• Pasaje proporcionado:
Cuando su madre se moría, Julián Herbert (Acapulco, 1971) se sentó a su lado a limpiarla. Y a escribir. Canción de tumba (Random House) es la historia de esa madre, que se ganaba la vida como prostituta, y la suya propia, plagada de huidas y búsquedas en las adicciones. También su poesía o cuentos son una celebración desatada y una lucha contra sí mismo, su miedo y su soberbia. “Lo malo de ser hijo de una puta es que muchos actúan como si la puta fueras tú”, dice mientras caminamos en Ciudad de México. Pide que le disculpe: él tiene que andar por el lado de la calzada. Es su instinto protector. “O machista, si quieres”. En un puesto de tacos pide un sidral. No para de dar pesos a todo el que le pide. “Es parte de estar aquí. En Saltillo es distinto”. Acaba de llegar en autobús para devolver a su hijo Leo a su madre. Tiene dos hijos anteriores. “Y la hija de Sylvia, de 18 años, que he adoptado”. ¿De dónde saca fuerza para casarse cada vez? “Le tengo mucha fe a la vida de pareja”.

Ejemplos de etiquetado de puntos
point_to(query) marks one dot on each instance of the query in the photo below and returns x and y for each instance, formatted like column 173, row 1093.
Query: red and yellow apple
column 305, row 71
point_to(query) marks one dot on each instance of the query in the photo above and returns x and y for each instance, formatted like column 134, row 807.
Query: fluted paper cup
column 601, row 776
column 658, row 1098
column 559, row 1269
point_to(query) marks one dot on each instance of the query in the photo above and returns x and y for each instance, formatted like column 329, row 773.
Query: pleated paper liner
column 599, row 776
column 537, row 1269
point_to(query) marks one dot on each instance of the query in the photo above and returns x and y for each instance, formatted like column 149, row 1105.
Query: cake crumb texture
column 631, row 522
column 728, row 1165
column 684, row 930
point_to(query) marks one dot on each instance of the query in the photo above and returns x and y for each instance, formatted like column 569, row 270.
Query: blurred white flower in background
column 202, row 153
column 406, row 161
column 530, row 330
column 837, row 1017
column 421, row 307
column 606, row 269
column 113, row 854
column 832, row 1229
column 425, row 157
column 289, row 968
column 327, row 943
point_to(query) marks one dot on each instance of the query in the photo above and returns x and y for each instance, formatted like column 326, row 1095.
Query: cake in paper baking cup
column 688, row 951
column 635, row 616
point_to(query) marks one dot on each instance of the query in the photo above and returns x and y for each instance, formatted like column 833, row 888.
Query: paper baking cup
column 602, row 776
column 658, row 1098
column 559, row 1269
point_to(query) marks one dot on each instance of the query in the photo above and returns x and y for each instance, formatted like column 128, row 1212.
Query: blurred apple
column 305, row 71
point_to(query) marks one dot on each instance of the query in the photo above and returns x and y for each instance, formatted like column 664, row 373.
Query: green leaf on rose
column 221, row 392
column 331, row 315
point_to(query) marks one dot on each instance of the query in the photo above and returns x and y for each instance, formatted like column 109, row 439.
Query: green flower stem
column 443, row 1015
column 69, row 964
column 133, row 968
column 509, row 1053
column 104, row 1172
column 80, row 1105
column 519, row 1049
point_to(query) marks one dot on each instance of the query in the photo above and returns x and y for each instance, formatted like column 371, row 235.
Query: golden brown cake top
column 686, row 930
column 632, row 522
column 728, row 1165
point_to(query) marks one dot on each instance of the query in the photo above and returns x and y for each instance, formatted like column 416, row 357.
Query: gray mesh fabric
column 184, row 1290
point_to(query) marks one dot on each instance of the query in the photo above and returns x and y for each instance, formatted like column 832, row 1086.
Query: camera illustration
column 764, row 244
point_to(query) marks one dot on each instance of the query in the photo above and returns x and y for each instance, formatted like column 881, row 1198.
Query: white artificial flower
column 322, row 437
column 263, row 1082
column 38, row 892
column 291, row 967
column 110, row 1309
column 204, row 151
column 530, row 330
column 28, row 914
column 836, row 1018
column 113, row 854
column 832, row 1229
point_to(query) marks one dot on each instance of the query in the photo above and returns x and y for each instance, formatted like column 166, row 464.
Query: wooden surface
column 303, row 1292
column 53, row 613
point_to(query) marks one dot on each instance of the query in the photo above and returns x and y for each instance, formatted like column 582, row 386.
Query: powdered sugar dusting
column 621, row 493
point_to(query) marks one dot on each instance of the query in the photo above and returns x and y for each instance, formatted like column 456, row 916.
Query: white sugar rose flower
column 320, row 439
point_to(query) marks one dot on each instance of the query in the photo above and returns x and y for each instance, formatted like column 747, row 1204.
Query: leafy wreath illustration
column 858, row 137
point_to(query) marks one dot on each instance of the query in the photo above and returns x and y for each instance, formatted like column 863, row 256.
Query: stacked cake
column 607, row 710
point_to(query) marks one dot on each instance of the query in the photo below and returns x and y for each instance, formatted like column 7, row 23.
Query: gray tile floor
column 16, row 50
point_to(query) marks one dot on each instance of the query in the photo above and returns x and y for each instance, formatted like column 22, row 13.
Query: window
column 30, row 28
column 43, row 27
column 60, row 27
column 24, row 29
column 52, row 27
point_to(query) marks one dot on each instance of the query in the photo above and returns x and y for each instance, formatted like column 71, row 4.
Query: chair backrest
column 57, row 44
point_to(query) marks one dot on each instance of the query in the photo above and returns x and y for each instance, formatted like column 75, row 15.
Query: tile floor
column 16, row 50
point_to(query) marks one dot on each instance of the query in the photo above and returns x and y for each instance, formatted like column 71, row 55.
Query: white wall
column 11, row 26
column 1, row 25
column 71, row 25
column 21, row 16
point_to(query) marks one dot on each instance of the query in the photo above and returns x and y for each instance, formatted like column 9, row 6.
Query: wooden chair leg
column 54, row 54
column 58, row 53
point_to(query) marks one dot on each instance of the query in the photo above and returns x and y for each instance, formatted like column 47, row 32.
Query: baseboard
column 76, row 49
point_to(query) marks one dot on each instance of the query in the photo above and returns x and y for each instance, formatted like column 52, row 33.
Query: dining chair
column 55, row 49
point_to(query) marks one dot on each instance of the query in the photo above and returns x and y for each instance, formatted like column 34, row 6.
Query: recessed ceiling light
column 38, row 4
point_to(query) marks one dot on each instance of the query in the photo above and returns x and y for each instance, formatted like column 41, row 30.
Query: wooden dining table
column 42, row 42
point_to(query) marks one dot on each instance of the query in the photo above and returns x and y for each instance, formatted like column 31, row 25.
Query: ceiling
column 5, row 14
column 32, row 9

• Objetivo del ejercicio:
Contesta las siguientes preguntas a partir del texto sobre Julián Herbert.
(a) ¿En qué ciudad y en qué año nació Julián Herbert?
(b) ¿Qué bebida pide en el puesto de tacos?
(c) ¿Para qué acaba de llegar en autobús?
Los registros no guardan ninguna relación con el texto sobre Julián Herbert.

• Respuesta a la tarea:
(a) En Acapulco, en 1971.
(b) Un sidral.
(c) Para devolver a su hijo Leo a su madre.